EXCERPT PROVIDED ->
──────────
Tuesday, March 31, 2009

Hope in Haiti

This blog is frequently littered with reports of suffering, continued inaction and overall bad news, but today I am excited to write of a hopeful message for human rights in Haiti. This country now has special meaning to students of the Center for the Holocaust, Genocide and Human Rights due to the recent visit of Anne Hastings, the commander of the largest micro finance institution in Haiti. Through her visit, we heard a optimistic message of how non-profits are improving the lives of Haitians. Now, there is reason to dream big for Haiti. After the HOPE II Act passed last year in the House of Representatives, Haiti has begun to show improvements. Furthermore next month, international donors will meet in Washington to talk of increasing aid to Haiti.

As many of you know, Haiti is the poorest country in the Western Hemisphere and has long been suffering from famine, corrupt governments and disease. Last year, America proclaimed their commitment to the country by passing a 9 year act that offers Haiti duty-free, quota-free access to U.S. markets (HOPE II). Though this has had an important effect on Haiti, according to Ban Ki-Moon (the Secretary General of the United Nations) with additional aid at this moment in time, there could be a substantial increase in economic development. I found his argument in the New York Times to be quite persuasive. Here is the heart of it:

HOPE II, as the act is known, offers Haiti duty-free, quota-free access to U.S. markets for the next nine years. No other nation enjoys a similar advantage. This is a foundation to build on. It is a chance to consolidate the progress Haiti has made in winning a measure of political stability, with the help of the U.N. peacekeeping mission, and move beyond aid to genuine economic development. Given the country’s massive unemployment, particularly among youth, that means one thing above all else: jobs.

My special adviser on Haiti, the Oxford University development economist Paul Collier, has worked with the government to devise a strategy. It identifies specific steps and policies to create those jobs, with particular emphasis on the country’s traditional strengths — the garment industry and agriculture. Among them: enacting new regulations lowering port fees (among the highest in the Caribbean) and creating the sort of industrial “clusters” that have come to dominate global trade.

In practical terms, this means dramatically expanding the country’s export zones, so that a new generation of textile firms can invest and do business in one place. By creating a market sufficiently large to generate economies of scale, they can drive down production costs and, once a certain threshold is crossed, spark potentially explosive growth constrained only by the size of the labor pool.

That may seem ambitious in a country of 9 million people, where 80 percent of the population lives on less than $2 a day and half of the food is imported. Yet we know it can work. We have seen it happen in Bangladesh, which boasts a garment industry supporting 2.5 million jobs. We have seen it happen in Uganda and Rwanda.

For further reading, following this link: http://www.nytimes.com/2009/03/31/opinion/31iht-edmoon.html?_r=1&ref=global

I hope that the international donor committee heeds this advice in Washington and capitalizes on this moment to significantly impact the lives of the Haitian people. Haiti has suffered for too long.
──────────
[Referring expression data]
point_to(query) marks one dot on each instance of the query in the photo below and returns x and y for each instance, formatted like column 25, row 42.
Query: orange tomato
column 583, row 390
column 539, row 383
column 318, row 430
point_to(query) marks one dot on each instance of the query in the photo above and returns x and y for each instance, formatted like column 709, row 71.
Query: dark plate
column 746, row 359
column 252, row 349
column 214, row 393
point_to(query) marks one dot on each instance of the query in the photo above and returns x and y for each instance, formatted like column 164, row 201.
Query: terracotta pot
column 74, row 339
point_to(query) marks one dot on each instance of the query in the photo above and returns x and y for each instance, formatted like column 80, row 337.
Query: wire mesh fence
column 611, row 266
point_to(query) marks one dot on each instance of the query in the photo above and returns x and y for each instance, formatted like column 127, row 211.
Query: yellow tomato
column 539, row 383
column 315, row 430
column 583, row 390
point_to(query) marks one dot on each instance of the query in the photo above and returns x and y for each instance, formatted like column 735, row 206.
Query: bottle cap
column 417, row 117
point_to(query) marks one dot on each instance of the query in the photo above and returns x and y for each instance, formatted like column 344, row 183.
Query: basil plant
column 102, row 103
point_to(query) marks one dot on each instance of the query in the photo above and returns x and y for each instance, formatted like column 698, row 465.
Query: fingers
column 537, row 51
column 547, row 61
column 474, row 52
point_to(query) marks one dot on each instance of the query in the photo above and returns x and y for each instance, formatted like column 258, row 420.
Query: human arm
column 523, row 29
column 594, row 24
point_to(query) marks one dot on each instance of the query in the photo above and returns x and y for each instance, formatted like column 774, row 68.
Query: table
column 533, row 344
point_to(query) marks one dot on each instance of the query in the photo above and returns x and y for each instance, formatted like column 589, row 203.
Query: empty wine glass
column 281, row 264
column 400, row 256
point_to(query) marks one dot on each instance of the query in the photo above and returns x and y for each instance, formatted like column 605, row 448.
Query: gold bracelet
──────────
WHAT IS EXPECTED -> Quote the Haiti post word for word from "Hope in Haiti" to "aid to Haiti.". These items were taken from a separate source.

TASK RESULT ->
Hope in Haiti

This blog is frequently littered with reports of suffering, continued inaction and overall bad news, but today I am excited to write of a hopeful message for human rights in Haiti. This country now has special meaning to students of the Center for the Holocaust, Genocide and Human Rights due to the recent visit of Anne Hastings, the commander of the largest micro finance institution in Haiti. Through her visit, we heard a optimistic message of how non-profits are improving the lives of Haitians. Now, there is reason to dream big for Haiti. After the HOPE II Act passed last year in the House of Representatives, Haiti has begun to show improvements. Furthermore next month, international donors will meet in Washington to talk of increasing aid to Haiti.